═════ DATENZEILEN
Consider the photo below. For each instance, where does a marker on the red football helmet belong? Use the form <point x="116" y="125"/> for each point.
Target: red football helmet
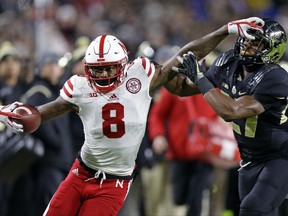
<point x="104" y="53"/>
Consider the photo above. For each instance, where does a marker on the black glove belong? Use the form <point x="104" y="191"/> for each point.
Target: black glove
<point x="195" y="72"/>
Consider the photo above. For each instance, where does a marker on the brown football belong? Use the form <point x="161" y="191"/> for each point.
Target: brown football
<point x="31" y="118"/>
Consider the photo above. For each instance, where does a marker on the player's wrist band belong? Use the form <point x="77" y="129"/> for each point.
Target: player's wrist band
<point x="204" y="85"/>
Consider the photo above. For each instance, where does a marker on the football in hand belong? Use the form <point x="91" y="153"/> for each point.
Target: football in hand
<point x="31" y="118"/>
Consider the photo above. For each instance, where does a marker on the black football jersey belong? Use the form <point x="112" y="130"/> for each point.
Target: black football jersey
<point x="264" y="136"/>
══════════
═════ DATENZEILEN
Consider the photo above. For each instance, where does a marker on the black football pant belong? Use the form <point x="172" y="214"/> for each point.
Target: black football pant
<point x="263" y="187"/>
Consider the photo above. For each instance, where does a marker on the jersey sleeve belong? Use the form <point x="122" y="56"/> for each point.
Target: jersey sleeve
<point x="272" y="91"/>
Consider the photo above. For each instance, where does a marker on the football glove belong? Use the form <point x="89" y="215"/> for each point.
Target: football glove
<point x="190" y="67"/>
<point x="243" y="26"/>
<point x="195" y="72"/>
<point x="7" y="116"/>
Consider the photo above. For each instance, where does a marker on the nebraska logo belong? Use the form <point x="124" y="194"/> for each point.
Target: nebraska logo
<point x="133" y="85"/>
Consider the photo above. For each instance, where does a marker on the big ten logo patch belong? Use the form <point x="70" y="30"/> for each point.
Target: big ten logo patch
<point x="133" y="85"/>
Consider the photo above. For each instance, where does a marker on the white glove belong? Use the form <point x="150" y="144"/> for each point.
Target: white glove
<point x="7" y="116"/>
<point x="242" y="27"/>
══════════
▶ DEINE AUFGABE: Ziehe aus dem Material jede Zeile heraus, in der das Wort „helmet“ vorkommt.

▶ ANTWORT ZUR AUFGABE:
Consider the photo below. For each instance, where does a marker on the red football helmet belong? Use the form <point x="116" y="125"/> for each point.
Target: red football helmet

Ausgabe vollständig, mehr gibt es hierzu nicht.